Region labeling entries
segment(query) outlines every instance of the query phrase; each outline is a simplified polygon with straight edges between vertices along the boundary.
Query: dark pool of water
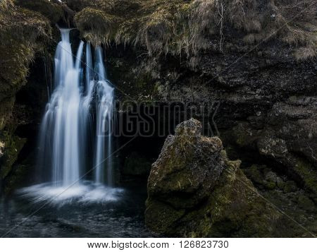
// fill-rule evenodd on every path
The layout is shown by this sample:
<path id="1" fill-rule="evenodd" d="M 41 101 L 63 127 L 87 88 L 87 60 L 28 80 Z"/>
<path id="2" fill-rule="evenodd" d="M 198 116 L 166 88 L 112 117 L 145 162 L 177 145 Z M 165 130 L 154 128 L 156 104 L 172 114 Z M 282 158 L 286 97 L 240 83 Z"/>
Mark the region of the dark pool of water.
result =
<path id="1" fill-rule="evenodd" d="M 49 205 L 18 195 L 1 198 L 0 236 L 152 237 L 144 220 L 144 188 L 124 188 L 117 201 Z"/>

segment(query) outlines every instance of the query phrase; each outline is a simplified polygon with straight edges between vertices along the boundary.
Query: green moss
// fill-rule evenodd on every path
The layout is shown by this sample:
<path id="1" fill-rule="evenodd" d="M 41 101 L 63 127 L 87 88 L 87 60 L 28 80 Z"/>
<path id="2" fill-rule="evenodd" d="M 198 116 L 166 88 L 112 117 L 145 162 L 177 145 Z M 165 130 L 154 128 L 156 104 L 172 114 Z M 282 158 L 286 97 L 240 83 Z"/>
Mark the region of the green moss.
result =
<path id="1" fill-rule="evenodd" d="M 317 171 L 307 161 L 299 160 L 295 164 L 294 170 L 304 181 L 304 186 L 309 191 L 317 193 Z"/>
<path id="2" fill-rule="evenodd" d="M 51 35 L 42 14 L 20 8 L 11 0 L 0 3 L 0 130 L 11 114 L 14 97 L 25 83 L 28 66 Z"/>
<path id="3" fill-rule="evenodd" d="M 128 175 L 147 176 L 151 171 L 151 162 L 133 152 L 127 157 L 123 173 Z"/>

* **Problem description**:
Write out the material again, substituting "Outline the area of" for every occurrence of "Mark the region of" and changing nothing else. Leave the pictures out of your copy.

* **Answer to this exercise**:
segment(query) outlines every instance of the query phrase; each outline is a simplified polygon with straight edges between vertices along the boundary.
Query: dark pool of water
// fill-rule evenodd on every path
The layout is shown by this sample:
<path id="1" fill-rule="evenodd" d="M 41 101 L 63 127 L 87 88 L 87 60 L 28 80 Z"/>
<path id="2" fill-rule="evenodd" d="M 198 116 L 166 88 L 112 117 L 145 162 L 177 145 Z M 165 130 L 154 128 L 156 104 L 172 114 Z M 282 158 L 286 97 L 240 83 Z"/>
Outline the area of the dark pool of water.
result =
<path id="1" fill-rule="evenodd" d="M 49 205 L 18 195 L 1 198 L 0 236 L 152 237 L 144 220 L 144 188 L 124 188 L 117 201 Z"/>

segment(query) outlines every instance of the query phrase; each outline is a simplified polygon with straight edges between vertices along the boundary.
Query: green moss
// fill-rule evenodd on every path
The layout is shown by this sample:
<path id="1" fill-rule="evenodd" d="M 41 101 L 63 127 L 87 88 L 87 60 L 28 80 Z"/>
<path id="2" fill-rule="evenodd" d="M 198 116 L 166 88 L 112 117 L 145 162 L 177 145 Z M 165 130 L 154 128 L 156 104 L 172 114 Z M 282 158 L 286 97 L 240 83 Z"/>
Outline the area of the green moss.
result =
<path id="1" fill-rule="evenodd" d="M 317 171 L 307 161 L 299 160 L 295 164 L 294 170 L 304 181 L 304 186 L 309 191 L 317 193 Z"/>
<path id="2" fill-rule="evenodd" d="M 51 35 L 42 14 L 20 8 L 11 0 L 0 3 L 0 130 L 11 114 L 14 97 L 25 83 L 28 66 Z"/>
<path id="3" fill-rule="evenodd" d="M 128 175 L 147 176 L 151 171 L 151 162 L 133 152 L 127 157 L 123 173 Z"/>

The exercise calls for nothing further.